Quand l’addiction au tabac se développe, cette structure est altérée, puisqu’elle te demande de la récompenser avec de la nicotine. De cette façon, elle te pousse à rechercher toujours plus de substance, en partant du principe que si tu accumules quelque chose de précieux, comme de la nourriture, tu auras plus de chances de survivre. Cependant, l’addiction dérègle ce mécanisme, qui commence à s’activer pour que tu consommes et accumules de la nicotine dans ton corps.

2. Psychologique

Ensuite, l’addiction a des racines et des conséquences psychologiques. Beaucoup de personnes décrivent qu’elles sentent que leur besoin de consommer n’est pas tant physique que mental, parce qu’elles remarquent que lorsqu’elles ne peuvent pas accéder à la cigarette (voyages longs, périodes de maladie, hospitalisations) elles ne ressentent pas autant le besoin de fumer, mais que lorsque cette possibilité redevient plus faisable, l’envie se réveille de manière brusque.

Ainsi, le tabagisme est aussi une expérience psychologique et s’appuie sur l’association de stimuli (dans l’avion, cela peut donner moins envie ; en terrasse, davantage), mais aussi sur des aspects plus complexes comme l’identité de la personne : être ouvert, intéressant, adulte, attirant, intellectuel, audacieux, etc., ou encore sur les besoins associés à la consommation : repos, déconnexion, récompense, rébellion, différenciation, créer du lien avec d’autres personnes, etc.

Entrées du jeu de données
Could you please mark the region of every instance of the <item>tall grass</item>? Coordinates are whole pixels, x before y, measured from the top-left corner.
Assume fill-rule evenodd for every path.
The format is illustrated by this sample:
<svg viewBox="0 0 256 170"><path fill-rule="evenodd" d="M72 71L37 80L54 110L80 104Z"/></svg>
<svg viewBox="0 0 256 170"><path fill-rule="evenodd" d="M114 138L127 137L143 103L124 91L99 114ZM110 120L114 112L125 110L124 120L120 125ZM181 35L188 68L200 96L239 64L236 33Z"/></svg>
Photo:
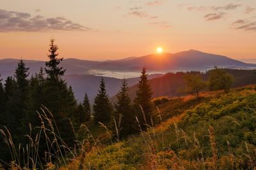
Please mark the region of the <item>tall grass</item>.
<svg viewBox="0 0 256 170"><path fill-rule="evenodd" d="M228 110L234 110L230 104L226 106ZM163 124L165 120L162 119L161 109L156 108L156 111L160 124ZM250 115L252 119L249 120L254 120L254 109L244 110L253 114ZM224 111L223 108L221 110ZM99 122L99 127L104 129L108 138L107 143L100 141L100 134L92 132L86 125L81 125L76 131L70 122L76 136L75 145L71 147L62 139L52 114L43 106L38 112L41 125L35 129L29 125L29 132L26 135L28 144L24 146L15 145L7 128L0 129L12 158L12 162L4 162L3 165L11 169L255 169L256 147L247 141L234 146L235 139L234 139L233 136L221 134L226 129L231 132L237 127L254 127L248 125L250 122L246 121L244 113L237 113L236 115L223 115L219 122L203 120L203 123L194 124L184 120L170 119L172 124L160 129L154 127L156 124L152 119L147 122L150 125L146 124L147 131L143 131L141 122L136 117L140 134L124 139L119 138L119 122L114 120L115 127L110 130L108 125ZM223 122L230 124L220 127ZM37 132L33 135L34 129ZM244 130L246 133L251 132L250 131ZM225 138L225 143L220 142L221 138ZM40 150L42 144L45 145L44 151Z"/></svg>

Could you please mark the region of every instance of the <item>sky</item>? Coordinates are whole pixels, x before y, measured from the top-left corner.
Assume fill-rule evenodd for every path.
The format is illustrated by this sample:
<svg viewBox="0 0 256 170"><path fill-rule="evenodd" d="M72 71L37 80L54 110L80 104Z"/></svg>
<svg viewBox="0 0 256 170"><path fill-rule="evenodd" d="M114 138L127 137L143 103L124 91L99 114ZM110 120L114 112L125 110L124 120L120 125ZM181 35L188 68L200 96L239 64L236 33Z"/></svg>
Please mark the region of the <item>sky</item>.
<svg viewBox="0 0 256 170"><path fill-rule="evenodd" d="M104 60L195 49L256 60L255 0L0 0L0 59Z"/></svg>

— Consigne —
D'après le texte sur l'addiction au tabac, dans quelles situations beaucoup de personnes disent-elles ne pas ressentir autant le besoin de fumer ?

— Corrigé —
Quand elles ne peuvent pas accéder à la cigarette : lors de voyages longs, de périodes de maladie ou d'hospitalisations.